Article:
****************************************

I remember years ago (my memory still not zeroed out completely ;), we had an Placement trait RFC. This would have solved this problem to some degree.

The safest choice is to simply stick with a Vec<u8> and wrap that in a Zeroize struct.

You can verify yourself by running this program:

struct S(usize);

impl S {
    fn new() -> Self {
        Self(42)
    }
}

impl Drop for S {
    fn drop(&mut self) {
        println!("drop");
        unsafe{ ::std::ptr::write_volatile(&mut self.0, 0) };
    }
}

struct Pointers {
    a_ptr: *const S,
    b_ptr: *const S,
}

fn test() -> Pointers {
    let a = S::new();
    let a_ptr: *const S = &a;
    println!("&a = {:p}", a_ptr);

    let b = a; // moved here
    let b_ptr: *const S = &b;
    println!("&b = {:p}", b_ptr);

    println!("*a = {}", unsafe { (*a_ptr).0 });
    println!("*b = {}", unsafe { (*b_ptr).0 });

    Pointers { a_ptr, b_ptr }
}

fn main() {
    let Pointers { a_ptr, b_ptr } = test();
    let a = unsafe { (*a_ptr).0 };
    let b = unsafe { (*b_ptr).0 };

    println!("*a = {}", a);
    println!("*b = {}", b);
}

On my machine (FreeBSD), this outputs:

&a = 0x7fffffffdfd8
&b = 0x7fffffffe030
*a = 42
*b = 42
drop
*a = 42
*b = 0

Look at the last two lines, *a = 42 and *b = 0. Here, a is not zeroed out.

****************************************

(Extracted data entries)
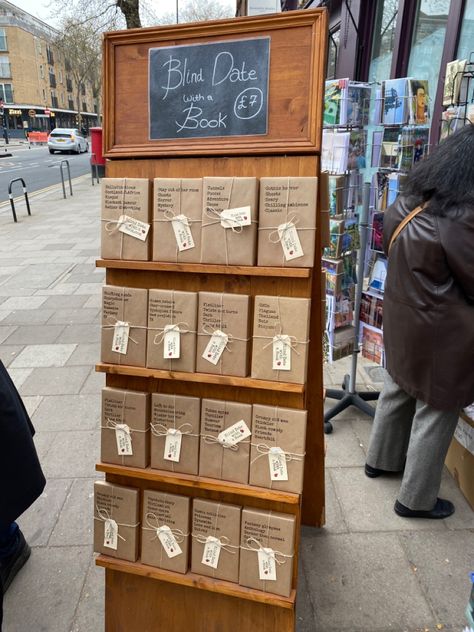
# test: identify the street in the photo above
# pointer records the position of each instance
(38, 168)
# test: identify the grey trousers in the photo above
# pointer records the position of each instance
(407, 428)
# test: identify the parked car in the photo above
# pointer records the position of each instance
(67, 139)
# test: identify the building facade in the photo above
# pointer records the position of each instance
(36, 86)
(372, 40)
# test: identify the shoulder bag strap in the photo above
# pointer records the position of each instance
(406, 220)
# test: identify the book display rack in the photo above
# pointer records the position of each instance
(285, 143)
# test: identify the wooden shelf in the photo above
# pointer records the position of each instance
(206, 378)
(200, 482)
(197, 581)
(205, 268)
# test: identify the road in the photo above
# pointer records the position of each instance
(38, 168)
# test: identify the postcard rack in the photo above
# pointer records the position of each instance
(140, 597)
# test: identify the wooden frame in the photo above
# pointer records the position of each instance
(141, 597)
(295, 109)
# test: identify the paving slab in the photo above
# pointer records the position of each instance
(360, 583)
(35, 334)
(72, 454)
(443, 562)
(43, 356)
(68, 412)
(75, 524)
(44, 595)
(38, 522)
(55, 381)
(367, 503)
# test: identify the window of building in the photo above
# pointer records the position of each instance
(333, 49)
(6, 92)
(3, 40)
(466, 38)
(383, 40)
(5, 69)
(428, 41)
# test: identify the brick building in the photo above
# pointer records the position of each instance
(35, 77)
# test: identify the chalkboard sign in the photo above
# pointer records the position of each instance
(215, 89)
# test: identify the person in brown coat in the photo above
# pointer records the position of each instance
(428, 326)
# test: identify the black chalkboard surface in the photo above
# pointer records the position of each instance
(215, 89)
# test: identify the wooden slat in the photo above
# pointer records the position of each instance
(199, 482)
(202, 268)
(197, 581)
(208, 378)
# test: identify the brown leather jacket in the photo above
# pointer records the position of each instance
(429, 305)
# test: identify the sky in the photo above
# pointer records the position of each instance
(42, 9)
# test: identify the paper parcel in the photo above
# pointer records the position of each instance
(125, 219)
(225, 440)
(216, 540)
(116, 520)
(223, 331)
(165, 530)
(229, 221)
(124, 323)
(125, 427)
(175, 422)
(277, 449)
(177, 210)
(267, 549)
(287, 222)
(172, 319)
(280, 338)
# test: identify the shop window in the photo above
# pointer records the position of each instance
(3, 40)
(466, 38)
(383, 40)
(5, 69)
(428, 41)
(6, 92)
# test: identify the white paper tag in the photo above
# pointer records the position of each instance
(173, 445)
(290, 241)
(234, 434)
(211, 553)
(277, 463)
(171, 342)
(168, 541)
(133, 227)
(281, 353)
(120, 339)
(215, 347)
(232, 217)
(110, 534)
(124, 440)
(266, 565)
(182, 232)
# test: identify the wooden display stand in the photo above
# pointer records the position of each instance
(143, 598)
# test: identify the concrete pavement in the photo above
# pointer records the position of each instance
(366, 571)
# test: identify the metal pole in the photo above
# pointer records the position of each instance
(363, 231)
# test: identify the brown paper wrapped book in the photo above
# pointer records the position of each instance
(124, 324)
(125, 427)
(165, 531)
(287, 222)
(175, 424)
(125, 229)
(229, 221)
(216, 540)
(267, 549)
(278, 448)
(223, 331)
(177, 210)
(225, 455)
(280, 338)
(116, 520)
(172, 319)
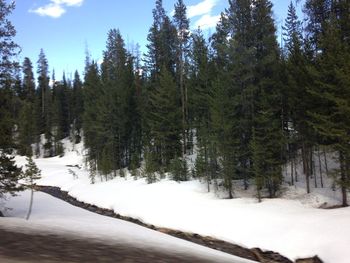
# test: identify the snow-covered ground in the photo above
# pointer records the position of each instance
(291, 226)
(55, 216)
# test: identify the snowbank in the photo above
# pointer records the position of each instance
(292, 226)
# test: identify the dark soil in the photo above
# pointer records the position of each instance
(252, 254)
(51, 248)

****************************************

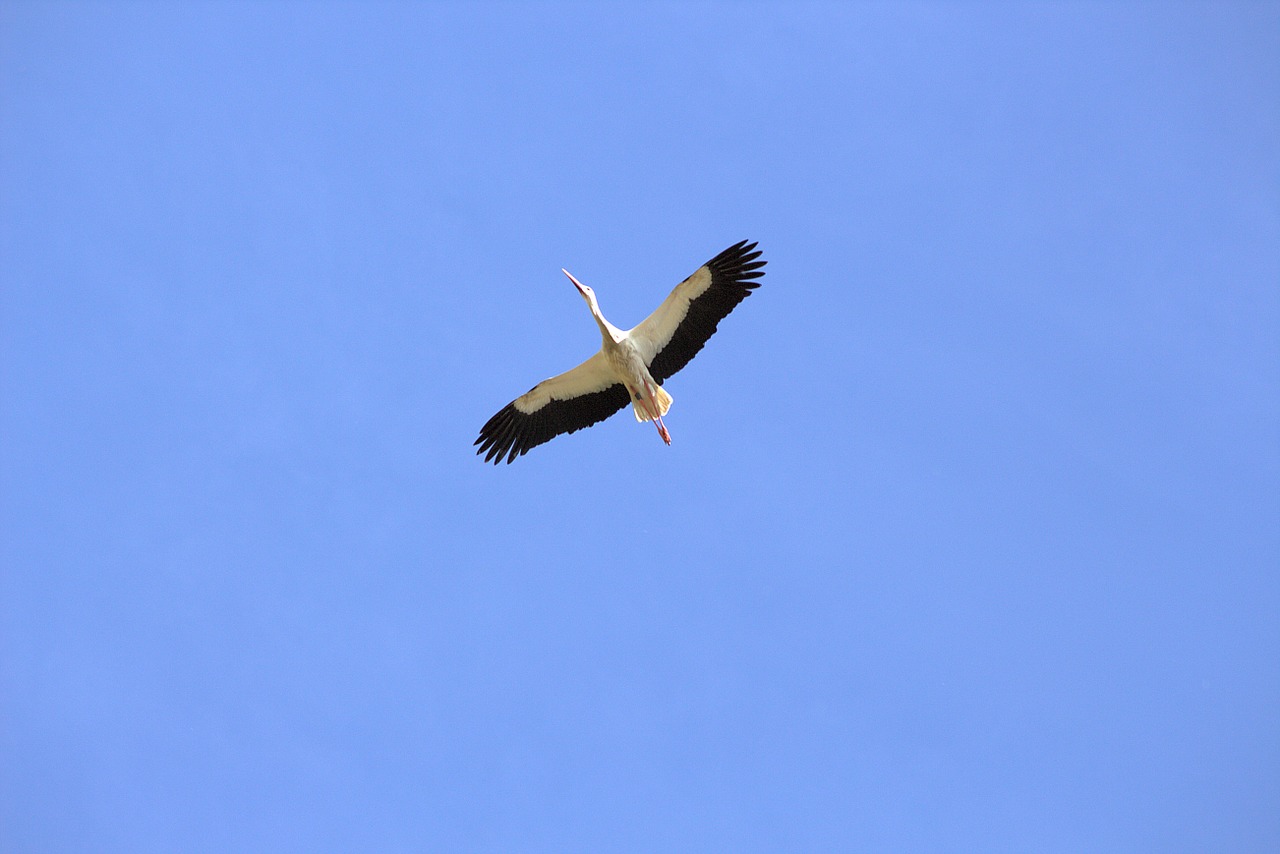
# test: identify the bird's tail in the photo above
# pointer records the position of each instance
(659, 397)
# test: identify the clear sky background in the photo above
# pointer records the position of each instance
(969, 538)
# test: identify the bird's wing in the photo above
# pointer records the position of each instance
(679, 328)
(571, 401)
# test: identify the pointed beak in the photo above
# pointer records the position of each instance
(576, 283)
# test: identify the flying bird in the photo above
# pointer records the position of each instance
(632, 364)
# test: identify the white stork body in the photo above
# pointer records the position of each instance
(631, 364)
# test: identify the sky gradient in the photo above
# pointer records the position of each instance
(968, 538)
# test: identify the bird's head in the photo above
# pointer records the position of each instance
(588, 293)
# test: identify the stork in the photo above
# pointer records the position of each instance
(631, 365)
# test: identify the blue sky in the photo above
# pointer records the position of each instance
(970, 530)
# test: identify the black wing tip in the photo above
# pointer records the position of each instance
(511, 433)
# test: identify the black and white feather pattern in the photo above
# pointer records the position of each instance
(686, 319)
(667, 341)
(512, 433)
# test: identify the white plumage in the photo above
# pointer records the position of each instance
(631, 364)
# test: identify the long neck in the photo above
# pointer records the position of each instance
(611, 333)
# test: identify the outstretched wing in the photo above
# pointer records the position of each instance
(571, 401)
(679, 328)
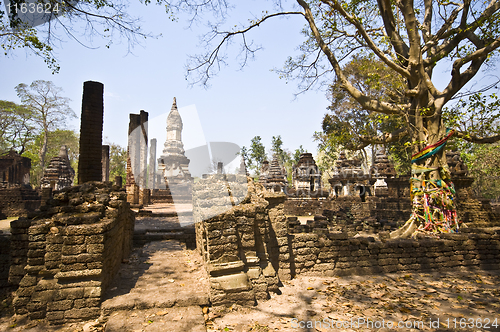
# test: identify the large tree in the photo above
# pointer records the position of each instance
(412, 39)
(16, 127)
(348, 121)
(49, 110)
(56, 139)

****************************************

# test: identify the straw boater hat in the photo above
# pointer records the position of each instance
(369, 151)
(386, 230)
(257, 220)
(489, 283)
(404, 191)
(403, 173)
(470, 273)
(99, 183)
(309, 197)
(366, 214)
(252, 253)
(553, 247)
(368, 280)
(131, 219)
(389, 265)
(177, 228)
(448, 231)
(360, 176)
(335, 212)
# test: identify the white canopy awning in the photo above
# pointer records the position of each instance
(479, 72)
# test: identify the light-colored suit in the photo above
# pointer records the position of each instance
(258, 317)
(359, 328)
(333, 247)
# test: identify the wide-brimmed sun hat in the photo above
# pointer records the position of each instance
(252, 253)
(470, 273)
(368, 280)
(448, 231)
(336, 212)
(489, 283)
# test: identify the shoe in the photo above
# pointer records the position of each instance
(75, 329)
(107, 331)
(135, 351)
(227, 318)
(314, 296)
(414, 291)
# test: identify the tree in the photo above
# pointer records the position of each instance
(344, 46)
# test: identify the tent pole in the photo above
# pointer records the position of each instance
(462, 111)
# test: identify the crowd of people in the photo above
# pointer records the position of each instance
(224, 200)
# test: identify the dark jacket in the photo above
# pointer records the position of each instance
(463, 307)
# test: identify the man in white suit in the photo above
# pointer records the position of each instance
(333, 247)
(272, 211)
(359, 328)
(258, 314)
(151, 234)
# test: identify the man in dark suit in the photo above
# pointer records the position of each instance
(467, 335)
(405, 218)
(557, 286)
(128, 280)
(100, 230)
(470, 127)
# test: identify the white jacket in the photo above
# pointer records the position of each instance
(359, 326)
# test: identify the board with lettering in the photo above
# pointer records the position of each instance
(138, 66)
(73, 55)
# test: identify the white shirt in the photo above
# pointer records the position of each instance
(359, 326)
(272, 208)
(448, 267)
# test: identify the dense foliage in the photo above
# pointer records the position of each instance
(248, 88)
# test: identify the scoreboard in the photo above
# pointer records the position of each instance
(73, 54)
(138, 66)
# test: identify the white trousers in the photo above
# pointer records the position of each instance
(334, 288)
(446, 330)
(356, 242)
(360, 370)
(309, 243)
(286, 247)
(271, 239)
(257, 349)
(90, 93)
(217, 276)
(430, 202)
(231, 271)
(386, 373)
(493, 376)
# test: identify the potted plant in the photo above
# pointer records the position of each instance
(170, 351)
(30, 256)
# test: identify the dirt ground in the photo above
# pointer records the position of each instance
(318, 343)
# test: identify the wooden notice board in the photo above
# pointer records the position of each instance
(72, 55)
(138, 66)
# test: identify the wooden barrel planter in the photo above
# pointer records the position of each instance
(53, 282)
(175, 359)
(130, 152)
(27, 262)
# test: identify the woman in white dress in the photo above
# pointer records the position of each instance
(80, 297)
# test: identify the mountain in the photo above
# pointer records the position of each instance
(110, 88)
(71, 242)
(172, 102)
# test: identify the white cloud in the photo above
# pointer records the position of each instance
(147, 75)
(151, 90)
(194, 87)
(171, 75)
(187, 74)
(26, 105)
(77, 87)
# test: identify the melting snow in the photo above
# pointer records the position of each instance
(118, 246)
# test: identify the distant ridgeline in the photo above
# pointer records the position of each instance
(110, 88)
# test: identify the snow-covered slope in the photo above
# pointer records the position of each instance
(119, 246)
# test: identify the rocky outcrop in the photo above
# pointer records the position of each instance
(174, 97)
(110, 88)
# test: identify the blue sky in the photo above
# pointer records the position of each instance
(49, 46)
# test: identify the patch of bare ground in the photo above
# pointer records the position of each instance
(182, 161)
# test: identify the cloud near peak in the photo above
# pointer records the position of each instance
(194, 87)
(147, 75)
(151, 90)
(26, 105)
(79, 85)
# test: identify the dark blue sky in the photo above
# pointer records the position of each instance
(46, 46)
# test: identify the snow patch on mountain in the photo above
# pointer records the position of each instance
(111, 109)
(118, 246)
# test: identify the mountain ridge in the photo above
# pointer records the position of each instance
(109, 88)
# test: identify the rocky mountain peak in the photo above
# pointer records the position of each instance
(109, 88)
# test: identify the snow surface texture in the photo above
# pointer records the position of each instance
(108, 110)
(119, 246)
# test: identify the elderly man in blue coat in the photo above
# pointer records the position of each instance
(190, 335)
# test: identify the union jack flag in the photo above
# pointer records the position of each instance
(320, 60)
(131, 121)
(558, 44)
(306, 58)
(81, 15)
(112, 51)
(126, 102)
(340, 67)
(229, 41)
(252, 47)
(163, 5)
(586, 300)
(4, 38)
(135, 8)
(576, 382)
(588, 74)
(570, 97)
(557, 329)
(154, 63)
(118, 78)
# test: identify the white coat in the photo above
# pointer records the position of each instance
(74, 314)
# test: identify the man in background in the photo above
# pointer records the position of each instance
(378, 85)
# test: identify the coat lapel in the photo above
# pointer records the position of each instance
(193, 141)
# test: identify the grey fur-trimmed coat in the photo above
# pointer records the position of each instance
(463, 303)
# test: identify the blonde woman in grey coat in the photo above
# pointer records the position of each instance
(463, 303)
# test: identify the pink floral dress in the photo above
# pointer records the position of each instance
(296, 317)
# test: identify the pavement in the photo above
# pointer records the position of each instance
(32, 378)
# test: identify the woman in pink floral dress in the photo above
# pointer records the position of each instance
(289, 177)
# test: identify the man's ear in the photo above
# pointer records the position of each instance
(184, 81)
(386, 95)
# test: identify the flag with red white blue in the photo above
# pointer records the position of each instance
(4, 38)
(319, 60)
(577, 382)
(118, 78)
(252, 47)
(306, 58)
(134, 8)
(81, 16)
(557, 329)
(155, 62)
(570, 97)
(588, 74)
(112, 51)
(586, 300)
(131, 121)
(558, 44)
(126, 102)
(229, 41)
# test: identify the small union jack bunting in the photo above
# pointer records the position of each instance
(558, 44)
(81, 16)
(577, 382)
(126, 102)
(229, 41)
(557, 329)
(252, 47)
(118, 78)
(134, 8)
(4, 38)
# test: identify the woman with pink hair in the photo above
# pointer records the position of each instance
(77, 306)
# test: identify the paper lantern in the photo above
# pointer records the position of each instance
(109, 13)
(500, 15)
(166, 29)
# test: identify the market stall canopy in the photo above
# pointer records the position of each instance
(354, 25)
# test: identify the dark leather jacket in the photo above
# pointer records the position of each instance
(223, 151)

****************************************

To do:
1 - What does the forum post call the safest choice?
2 - Echo the forum post from the words "I remember years" and stop after "a Zeroize struct.".
Rely only on the forum post.

Solutions below:
1 - Sticking with a Vec<u8> and wrapping it in a Zeroize struct.

2 -
I remember years ago (my memory still not zeroed out completely ;), we had an Placement trait RFC. This would have solved this problem to some degree.

The safest choice is to simply stick with a Vec<u8> and wrap that in a Zeroize struct.